(Image point grounding data)
════════

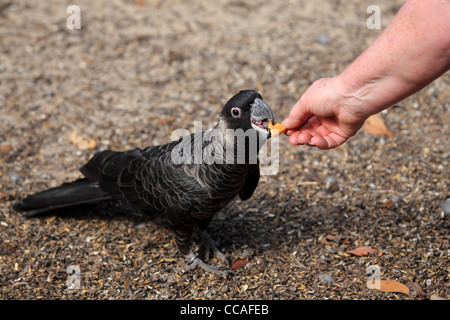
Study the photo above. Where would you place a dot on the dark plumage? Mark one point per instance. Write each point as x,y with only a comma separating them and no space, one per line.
168,182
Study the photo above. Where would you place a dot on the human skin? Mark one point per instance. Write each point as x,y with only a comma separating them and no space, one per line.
410,53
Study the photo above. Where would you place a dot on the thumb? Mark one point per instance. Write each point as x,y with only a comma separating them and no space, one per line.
297,117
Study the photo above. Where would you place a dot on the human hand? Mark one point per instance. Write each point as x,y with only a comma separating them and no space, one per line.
325,116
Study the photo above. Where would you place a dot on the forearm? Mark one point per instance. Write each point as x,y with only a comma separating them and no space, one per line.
412,51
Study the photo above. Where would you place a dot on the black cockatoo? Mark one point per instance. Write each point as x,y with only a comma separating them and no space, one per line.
183,183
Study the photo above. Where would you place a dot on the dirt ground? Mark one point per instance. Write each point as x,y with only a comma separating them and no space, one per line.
138,70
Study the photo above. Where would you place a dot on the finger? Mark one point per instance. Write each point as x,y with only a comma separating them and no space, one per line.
293,139
304,138
297,117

════════

#### [REQUIREMENT]
Would you transcribe each of the entries exactly, skipping the pictures?

#### [TASK SOLUTION]
Study the photo above. Where would you place a dot on the dark plumage? Mark one point per instance. Write each point as x,y with only a comma separating them and no space, one per line.
168,182
Study the photo above. Where would you place a dot on the human skin? Mark one point per instance. Write each point as x,y with only a comma separating them and no space, one per line.
410,53
Study the photo above. Where would you place a dot on the thumb? Mark one point per instance. Write each point as x,y with only a comma separating them and no space, one per line.
297,117
Study the photo above. Where would you place a dot on the human hand? Mark one point per instance. Write each point as x,y with only a comma separating them and no space, one per line.
325,116
Study the photo above. Where would you place a dot on the forearm? Mark one point per instance. Write each point as x,y with only a comma separating them and no space, one per line.
412,51
Study the photo above. Where would you place a dot on the black cockatoo? Mark one point per instance. Write each point as x,y with only a comma separating them and no space, one per line.
183,183
Study the photo above. Where would you place a dot on the dirt ground? Mark one point per instance. Write each point as x,y with only a comma separating them and no space, one per line.
138,70
Study the photo above. Where would you place a dot on the finger? Mark one point per instance. Write each point as x,y with only a comma separating them and no space, one per line.
293,139
304,138
297,117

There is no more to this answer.